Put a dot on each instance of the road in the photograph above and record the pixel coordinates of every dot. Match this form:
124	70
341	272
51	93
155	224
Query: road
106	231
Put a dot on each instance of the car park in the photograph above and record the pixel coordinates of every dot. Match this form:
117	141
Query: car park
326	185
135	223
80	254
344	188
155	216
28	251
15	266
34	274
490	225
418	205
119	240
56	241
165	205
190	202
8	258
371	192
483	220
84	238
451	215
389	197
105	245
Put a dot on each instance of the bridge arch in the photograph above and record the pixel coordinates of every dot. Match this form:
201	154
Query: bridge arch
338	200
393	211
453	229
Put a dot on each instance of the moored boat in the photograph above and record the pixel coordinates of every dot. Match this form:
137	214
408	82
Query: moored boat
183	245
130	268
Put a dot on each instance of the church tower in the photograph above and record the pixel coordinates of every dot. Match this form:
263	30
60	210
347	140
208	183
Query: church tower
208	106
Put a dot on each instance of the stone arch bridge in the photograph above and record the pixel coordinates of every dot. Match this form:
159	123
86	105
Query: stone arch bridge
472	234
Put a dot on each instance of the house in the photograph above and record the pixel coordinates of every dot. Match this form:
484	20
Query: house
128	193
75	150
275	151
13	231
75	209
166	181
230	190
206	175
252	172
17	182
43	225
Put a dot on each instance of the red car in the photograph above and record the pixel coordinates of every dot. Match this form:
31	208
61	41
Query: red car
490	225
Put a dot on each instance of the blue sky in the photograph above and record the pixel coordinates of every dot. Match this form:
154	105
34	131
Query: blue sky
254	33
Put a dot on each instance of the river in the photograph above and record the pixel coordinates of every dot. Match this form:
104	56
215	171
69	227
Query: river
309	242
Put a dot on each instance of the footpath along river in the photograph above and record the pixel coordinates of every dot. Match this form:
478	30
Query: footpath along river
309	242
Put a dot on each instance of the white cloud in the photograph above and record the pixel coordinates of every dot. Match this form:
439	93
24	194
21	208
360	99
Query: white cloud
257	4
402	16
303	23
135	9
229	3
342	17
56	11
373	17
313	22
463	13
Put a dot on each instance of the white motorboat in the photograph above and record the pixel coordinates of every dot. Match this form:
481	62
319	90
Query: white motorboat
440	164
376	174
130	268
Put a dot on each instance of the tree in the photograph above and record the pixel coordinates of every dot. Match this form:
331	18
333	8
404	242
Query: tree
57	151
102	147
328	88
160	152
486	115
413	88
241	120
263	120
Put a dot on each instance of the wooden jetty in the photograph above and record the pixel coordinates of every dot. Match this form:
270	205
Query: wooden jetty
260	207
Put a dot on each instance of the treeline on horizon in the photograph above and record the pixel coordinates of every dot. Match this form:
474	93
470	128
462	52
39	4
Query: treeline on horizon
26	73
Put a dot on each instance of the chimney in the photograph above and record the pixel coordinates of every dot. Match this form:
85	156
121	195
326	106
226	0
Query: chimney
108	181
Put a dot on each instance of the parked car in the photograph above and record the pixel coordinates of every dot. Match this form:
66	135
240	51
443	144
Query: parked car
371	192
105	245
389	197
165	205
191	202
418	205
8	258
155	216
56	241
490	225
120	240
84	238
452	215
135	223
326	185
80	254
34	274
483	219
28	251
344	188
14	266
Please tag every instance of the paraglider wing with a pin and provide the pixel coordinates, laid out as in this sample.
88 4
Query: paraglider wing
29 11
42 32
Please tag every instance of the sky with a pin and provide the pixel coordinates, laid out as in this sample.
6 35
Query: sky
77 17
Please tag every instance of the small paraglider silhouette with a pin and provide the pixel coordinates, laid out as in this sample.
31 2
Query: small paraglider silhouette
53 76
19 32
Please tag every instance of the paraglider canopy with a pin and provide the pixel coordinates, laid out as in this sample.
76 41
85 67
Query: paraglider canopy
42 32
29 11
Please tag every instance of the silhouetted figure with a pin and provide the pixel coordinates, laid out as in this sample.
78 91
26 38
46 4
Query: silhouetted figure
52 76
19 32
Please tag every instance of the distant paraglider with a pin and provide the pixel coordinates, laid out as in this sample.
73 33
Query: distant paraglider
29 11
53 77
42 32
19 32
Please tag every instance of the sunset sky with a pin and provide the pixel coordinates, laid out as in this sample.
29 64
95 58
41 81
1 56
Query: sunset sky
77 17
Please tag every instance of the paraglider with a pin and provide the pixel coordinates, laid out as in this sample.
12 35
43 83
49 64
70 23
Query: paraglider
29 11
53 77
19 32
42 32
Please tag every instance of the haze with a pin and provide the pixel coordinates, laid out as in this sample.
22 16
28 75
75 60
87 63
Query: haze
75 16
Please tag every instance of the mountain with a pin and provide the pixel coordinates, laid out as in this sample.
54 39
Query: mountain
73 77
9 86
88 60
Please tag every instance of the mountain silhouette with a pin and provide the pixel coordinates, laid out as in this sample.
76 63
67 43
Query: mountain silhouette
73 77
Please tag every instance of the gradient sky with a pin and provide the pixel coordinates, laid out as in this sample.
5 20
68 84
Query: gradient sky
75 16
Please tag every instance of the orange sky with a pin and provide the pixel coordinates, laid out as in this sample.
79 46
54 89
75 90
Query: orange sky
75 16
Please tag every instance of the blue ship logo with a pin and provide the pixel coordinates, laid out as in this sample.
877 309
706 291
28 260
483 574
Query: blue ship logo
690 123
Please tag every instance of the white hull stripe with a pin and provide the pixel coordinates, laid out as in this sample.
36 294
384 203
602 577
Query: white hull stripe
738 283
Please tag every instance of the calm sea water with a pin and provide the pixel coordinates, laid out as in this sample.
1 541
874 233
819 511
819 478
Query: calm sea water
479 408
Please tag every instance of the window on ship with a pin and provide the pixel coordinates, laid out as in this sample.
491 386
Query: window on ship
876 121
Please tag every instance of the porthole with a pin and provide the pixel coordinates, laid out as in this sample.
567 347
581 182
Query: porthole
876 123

**What is being asked:** In the records above, return only the line that contains "Please tag every instance of the calm" and every line after it through the last, exactly as they appear.

**Solution to this task:**
Please tag every instance of the calm sea water with a pin and provide the pixel coordinates, laid out as in this sample.
1 541
874 233
819 511
819 478
Query: calm sea water
479 408
Please tag every instance of the window on ship with a pin and provide the pixel coordinates, laid out as in this sample.
491 386
Query: window on ship
876 121
Please tag every instance of the porthole with a pin and provide the pixel coordinates, laid out as in this sample.
567 347
581 182
Query: porthole
876 123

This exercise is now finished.